(Records to use Opens)

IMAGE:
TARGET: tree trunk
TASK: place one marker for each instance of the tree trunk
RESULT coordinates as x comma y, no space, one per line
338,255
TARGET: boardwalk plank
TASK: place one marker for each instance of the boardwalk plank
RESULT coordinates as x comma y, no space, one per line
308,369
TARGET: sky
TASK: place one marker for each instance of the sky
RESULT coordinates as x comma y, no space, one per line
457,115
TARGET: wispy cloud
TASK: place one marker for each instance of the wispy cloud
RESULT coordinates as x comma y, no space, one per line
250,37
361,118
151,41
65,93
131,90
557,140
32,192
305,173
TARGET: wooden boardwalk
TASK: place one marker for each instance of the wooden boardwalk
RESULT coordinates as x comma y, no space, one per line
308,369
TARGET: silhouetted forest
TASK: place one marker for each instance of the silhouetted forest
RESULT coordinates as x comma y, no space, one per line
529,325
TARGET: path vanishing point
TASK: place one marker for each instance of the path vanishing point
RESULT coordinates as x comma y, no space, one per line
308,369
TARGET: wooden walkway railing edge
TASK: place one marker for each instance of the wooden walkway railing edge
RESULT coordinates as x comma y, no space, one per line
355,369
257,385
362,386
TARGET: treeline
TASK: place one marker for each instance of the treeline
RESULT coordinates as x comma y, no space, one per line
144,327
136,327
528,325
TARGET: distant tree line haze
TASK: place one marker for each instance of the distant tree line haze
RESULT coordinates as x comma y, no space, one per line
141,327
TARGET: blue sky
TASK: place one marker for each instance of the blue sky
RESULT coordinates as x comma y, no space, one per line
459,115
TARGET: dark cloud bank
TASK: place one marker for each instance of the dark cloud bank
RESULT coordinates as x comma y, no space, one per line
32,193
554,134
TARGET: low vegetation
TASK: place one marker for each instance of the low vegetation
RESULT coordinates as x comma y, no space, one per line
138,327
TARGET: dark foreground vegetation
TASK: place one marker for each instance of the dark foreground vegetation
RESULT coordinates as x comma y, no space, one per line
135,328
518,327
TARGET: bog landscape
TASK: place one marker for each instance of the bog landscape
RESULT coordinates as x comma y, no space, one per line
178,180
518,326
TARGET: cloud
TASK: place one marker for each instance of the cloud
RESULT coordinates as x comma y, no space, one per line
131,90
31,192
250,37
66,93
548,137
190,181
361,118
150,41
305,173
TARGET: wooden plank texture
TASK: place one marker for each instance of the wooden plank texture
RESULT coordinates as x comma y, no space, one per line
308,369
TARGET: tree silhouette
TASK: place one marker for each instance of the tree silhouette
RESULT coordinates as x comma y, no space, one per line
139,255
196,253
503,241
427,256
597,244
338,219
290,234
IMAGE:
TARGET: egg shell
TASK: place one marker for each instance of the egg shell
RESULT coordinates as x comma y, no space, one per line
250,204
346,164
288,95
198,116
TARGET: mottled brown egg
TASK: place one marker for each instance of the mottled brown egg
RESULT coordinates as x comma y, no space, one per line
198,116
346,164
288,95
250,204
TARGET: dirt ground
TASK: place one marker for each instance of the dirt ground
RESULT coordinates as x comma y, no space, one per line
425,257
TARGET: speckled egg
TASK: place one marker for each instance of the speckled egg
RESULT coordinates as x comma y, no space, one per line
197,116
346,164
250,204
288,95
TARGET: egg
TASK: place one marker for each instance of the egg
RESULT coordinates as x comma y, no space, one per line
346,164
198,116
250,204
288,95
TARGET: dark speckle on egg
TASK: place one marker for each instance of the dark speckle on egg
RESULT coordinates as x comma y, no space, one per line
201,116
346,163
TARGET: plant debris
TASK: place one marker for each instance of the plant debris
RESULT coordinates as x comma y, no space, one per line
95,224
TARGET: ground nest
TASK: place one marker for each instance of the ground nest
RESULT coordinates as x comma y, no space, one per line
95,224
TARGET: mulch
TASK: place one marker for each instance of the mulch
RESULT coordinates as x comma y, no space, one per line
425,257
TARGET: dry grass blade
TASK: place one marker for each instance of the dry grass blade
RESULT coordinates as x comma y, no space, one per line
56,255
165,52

(Records to use Closes)

# Instructions to follow:
The response must repeat exactly the lines from the top of the material through the line containing "TARGET: dark cloud bank", both included, with no other output.

# Exercise output:
IMAGE:
TARGET: tree trunk
TASK: place one marker for each instance of the tree trunk
RESULT coordinates as x comma y, no space, one per line
338,255
TARGET: boardwalk plank
TASK: place one marker for each instance of the boardwalk plank
RESULT coordinates as x comma y, no space, one per line
308,369
TARGET: sky
TASK: place one marker for each instance of the sky
RESULT coordinates as x comma y, no space, one per line
457,115
TARGET: wispy cloud
TASK: place one marker for each instance of the wispy cloud
RESULT coordinates as x comma y, no space, one per line
250,37
361,118
151,41
65,93
131,90
557,140
32,192
305,173
TARGET: wooden boardwalk
TASK: place one marker for each instance of the wooden boardwalk
RESULT coordinates as x comma y, no space, one per line
308,369
TARGET: silhouetted forest
TASK: place one marker for each instance of the silhouetted forest
RESULT coordinates as x comma y, no space, one per line
529,325
TARGET: path vanishing point
TASK: place one marker for each instance of the path vanishing point
RESULT coordinates as x comma y, no space, one per line
308,369
TARGET: wooden walkway railing edge
TASK: place one marker for each instance of the wooden walkway railing edge
RESULT coordinates as x comma y, no space, one per line
355,369
257,385
362,386
TARGET: treeline
TASK: place one marker for each instance of the treeline
RESULT coordinates as x comma y, no space, one per line
144,327
136,327
528,325
TARGET: distant tree line haze
TASK: place one marker for each instance of the distant tree line haze
RESULT coordinates as x comma y, no space, one per line
141,327
TARGET: blue sky
TASK: place one marker for each instance of the blue sky
RESULT coordinates as x comma y, no space, one per line
459,115
TARGET: dark cloud bank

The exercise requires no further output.